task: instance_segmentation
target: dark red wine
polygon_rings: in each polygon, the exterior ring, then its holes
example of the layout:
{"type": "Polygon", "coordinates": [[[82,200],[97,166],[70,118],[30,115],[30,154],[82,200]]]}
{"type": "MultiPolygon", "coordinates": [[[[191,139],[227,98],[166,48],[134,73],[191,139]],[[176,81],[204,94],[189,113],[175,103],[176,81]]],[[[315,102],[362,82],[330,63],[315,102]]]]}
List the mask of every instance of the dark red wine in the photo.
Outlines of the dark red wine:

--------------------

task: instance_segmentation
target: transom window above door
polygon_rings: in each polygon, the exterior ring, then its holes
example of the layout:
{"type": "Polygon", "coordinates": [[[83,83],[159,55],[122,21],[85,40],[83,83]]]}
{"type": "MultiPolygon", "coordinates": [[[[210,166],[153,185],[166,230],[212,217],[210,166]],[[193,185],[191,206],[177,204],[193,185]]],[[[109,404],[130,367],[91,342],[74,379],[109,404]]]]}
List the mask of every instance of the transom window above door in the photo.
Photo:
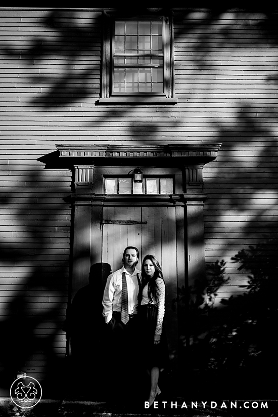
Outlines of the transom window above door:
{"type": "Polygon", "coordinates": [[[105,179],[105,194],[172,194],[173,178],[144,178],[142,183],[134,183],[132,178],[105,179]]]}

--------------------

Work required:
Locate each line of the entries above in which the word "mask" occurs, and copy every such line.

In response:
List the mask of every instance of the dark red wine in the photo.
List the mask of every instance of the transom window above door in the photo.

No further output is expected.